__Source information__:

• • • • •

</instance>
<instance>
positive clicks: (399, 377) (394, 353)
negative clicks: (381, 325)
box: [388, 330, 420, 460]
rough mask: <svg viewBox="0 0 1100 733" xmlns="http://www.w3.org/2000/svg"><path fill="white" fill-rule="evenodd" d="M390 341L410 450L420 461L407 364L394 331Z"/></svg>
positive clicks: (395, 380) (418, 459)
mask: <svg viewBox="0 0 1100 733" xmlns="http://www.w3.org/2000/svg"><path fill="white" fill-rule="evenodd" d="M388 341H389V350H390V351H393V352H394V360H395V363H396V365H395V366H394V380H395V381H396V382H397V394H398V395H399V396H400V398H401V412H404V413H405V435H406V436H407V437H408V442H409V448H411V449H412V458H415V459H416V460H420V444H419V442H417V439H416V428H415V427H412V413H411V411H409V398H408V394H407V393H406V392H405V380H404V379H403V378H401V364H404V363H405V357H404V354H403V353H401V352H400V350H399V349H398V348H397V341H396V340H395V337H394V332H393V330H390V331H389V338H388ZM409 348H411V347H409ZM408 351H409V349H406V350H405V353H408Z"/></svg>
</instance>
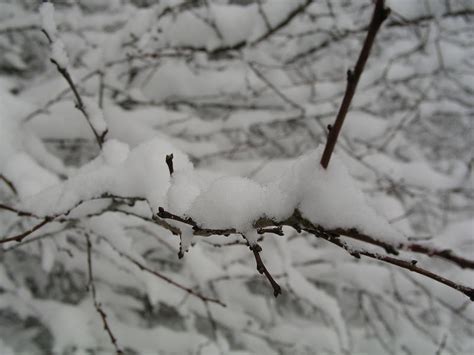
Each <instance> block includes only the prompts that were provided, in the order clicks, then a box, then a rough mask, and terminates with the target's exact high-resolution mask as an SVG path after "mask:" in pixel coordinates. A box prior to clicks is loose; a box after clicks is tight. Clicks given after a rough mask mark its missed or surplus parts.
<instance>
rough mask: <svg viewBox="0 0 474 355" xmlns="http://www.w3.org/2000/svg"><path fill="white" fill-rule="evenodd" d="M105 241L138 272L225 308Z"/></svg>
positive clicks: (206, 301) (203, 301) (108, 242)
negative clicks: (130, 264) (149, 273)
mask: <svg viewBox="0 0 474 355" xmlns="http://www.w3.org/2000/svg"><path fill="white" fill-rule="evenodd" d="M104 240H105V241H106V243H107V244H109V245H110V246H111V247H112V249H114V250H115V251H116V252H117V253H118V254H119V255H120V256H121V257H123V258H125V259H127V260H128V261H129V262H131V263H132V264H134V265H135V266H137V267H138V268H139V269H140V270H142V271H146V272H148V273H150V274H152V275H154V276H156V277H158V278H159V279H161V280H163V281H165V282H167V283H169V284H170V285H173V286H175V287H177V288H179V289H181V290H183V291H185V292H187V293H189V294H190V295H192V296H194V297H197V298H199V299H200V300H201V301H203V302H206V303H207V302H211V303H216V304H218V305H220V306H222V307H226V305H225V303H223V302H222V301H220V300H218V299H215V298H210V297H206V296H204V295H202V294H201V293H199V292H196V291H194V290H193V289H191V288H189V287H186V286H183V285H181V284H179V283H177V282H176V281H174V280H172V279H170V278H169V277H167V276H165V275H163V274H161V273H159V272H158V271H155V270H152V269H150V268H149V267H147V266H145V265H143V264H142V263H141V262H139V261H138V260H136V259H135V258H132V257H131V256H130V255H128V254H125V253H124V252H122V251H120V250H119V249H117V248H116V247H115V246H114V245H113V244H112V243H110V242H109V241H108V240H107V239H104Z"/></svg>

• • • • •

__Brief__:
A word-for-word copy of the lines above from the one with "positive clicks: (399, 377) (394, 353)" through the one with "341L410 450L420 461L407", inclusive, is the only output wanted.

__Exercise response__:
positive clicks: (399, 377) (394, 353)
negative clicks: (381, 325)
box: [388, 330, 420, 460]
rough mask: <svg viewBox="0 0 1100 733" xmlns="http://www.w3.org/2000/svg"><path fill="white" fill-rule="evenodd" d="M390 341L410 450L420 461L407 364L394 331Z"/></svg>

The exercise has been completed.